Begin PROVIDED DATA
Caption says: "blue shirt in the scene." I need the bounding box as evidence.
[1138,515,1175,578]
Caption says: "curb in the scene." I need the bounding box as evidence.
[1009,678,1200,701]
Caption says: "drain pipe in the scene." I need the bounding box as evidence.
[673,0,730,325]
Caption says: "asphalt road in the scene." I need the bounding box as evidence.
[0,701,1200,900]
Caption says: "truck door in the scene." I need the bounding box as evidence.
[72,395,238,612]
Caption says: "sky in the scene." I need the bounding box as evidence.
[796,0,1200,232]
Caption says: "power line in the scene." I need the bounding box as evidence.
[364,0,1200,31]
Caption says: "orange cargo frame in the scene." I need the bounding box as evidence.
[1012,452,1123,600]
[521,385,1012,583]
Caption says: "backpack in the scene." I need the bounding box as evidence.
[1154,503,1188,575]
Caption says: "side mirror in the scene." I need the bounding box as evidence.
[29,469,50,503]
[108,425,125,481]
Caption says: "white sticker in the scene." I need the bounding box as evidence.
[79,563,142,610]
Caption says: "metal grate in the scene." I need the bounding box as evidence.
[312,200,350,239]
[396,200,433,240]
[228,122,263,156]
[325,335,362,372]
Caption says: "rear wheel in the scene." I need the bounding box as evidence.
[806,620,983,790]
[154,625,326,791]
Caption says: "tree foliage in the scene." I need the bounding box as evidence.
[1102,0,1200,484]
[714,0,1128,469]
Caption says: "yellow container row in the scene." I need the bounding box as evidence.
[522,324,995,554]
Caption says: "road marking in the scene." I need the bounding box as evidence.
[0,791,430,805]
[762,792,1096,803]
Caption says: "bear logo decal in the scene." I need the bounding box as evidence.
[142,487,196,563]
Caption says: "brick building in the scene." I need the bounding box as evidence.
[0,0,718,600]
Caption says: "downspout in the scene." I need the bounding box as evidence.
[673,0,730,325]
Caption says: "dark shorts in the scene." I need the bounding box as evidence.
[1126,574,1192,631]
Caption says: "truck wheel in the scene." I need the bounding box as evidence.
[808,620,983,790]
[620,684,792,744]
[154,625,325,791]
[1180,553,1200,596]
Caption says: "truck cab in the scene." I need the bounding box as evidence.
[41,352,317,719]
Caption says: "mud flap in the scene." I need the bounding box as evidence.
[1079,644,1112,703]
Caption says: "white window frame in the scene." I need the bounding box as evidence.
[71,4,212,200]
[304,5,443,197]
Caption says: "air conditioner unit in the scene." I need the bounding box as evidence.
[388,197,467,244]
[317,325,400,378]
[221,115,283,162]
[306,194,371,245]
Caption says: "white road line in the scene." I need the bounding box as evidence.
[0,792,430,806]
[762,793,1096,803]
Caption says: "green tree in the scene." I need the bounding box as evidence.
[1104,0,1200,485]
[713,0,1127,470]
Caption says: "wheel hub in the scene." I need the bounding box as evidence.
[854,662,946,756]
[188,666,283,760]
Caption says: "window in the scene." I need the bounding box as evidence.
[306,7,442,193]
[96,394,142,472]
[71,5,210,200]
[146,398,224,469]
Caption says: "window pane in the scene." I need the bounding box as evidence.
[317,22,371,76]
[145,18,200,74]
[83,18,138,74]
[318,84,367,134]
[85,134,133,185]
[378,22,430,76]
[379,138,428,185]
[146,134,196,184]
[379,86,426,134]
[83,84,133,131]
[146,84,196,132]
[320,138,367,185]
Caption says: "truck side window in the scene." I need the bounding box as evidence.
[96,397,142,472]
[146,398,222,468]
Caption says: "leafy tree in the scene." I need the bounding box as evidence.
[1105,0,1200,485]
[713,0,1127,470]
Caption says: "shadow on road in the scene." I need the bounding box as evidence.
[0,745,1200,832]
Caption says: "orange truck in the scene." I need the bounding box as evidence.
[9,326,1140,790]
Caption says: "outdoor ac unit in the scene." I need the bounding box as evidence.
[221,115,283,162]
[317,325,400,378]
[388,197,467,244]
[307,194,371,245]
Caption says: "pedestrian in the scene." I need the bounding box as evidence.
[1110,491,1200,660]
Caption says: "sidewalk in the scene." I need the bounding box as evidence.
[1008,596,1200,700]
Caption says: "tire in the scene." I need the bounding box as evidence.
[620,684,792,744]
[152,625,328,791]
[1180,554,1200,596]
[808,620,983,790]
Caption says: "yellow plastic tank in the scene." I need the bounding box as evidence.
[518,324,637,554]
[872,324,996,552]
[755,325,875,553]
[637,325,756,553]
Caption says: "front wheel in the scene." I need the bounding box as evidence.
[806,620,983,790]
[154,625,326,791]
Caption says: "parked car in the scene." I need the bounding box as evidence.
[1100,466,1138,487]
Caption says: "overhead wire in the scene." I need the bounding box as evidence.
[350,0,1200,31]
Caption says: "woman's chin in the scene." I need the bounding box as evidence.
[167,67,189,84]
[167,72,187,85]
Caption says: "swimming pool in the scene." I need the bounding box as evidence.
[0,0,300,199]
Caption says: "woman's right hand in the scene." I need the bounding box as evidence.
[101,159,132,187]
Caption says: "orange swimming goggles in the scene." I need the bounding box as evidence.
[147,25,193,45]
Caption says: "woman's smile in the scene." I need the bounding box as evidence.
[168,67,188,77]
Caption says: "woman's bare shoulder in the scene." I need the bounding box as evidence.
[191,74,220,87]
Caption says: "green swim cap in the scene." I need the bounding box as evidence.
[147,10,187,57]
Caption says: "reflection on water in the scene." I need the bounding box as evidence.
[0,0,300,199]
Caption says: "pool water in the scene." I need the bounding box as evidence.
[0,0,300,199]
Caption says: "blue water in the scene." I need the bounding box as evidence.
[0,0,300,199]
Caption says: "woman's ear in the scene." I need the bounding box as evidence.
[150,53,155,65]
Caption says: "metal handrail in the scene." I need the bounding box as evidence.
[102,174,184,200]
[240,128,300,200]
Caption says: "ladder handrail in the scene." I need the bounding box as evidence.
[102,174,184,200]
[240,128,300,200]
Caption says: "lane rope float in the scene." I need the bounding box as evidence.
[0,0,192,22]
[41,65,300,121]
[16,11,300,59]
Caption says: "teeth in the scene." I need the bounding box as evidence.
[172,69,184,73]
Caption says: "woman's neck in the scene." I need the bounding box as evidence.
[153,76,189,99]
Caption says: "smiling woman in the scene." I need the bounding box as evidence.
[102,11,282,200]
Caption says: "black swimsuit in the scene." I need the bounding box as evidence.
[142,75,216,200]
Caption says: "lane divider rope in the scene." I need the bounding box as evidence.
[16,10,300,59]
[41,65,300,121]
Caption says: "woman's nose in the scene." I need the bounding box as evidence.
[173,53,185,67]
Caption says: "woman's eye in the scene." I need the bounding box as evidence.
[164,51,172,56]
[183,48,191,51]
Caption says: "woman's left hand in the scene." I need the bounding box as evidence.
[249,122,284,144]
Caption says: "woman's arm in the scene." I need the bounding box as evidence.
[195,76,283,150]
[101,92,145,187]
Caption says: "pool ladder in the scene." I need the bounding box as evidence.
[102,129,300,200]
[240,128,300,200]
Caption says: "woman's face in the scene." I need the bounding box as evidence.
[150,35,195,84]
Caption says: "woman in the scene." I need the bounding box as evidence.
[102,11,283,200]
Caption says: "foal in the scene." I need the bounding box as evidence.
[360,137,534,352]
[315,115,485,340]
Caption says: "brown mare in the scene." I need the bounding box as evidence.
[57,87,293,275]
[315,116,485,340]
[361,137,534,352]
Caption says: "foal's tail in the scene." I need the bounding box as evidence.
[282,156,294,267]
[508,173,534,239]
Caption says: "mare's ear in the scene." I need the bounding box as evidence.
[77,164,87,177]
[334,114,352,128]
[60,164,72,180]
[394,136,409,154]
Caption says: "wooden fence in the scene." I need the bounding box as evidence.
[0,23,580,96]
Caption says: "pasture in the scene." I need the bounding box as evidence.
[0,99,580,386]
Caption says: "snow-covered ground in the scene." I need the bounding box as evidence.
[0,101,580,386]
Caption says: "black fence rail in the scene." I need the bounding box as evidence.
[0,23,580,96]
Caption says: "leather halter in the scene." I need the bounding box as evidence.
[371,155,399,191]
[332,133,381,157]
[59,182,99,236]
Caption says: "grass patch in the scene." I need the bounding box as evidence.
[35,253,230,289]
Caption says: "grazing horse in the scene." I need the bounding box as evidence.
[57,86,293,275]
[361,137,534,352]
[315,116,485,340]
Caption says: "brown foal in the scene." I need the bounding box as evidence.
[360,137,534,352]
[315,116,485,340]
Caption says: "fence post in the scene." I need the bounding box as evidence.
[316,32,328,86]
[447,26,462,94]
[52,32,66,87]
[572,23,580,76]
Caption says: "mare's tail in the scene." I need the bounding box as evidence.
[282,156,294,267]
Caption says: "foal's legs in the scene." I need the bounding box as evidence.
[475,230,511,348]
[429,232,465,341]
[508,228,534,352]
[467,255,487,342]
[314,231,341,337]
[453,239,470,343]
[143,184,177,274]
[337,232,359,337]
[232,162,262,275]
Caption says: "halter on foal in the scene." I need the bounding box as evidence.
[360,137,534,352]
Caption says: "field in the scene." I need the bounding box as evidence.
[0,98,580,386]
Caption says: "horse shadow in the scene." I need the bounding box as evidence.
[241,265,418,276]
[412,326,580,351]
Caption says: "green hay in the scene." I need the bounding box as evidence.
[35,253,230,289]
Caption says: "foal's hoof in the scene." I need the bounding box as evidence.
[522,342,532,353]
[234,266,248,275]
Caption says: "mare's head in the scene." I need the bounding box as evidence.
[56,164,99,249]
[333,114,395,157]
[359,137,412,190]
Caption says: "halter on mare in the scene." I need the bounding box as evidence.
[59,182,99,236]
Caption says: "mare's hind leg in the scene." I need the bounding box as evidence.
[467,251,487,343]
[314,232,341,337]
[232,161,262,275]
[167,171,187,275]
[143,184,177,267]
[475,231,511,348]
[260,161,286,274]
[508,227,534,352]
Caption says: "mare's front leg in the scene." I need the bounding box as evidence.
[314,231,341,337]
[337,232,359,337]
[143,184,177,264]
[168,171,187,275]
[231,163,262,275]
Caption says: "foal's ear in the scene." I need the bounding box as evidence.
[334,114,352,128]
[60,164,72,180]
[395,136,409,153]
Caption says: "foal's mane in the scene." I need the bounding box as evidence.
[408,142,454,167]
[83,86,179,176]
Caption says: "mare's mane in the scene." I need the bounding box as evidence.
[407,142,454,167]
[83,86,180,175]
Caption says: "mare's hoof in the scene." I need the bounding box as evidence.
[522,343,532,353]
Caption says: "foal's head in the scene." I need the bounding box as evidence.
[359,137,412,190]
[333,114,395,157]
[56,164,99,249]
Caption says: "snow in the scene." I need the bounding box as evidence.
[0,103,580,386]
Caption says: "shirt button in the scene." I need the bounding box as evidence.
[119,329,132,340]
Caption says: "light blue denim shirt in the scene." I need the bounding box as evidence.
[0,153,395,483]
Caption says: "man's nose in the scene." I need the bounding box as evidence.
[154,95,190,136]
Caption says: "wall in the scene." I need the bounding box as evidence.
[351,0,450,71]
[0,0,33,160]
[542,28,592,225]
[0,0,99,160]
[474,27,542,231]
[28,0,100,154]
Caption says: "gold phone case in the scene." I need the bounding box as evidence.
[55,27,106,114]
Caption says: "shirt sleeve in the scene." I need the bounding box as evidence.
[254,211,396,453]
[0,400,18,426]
End PROVIDED DATA
Copy out the records word for word, starting at the very first line and ending with the line that contains "[796,0,1200,232]", both included.

EXERCISE RESPONSE -
Caption says: "blue shirt in the scene." I need the bounding box as evidence.
[1138,515,1175,578]
Caption says: "curb in the scene." I need the bounding box as evidence.
[1009,678,1200,701]
Caption says: "drain pipe in the scene." I need the bounding box as evidence.
[673,0,730,325]
Caption says: "asphalt road in the scene." I need the bounding box as evidence.
[0,701,1200,900]
Caption says: "truck door in the scene." I need the bounding box as evidence.
[72,395,238,612]
Caption says: "sky in the scene." I need the bounding box as evidence.
[796,0,1200,232]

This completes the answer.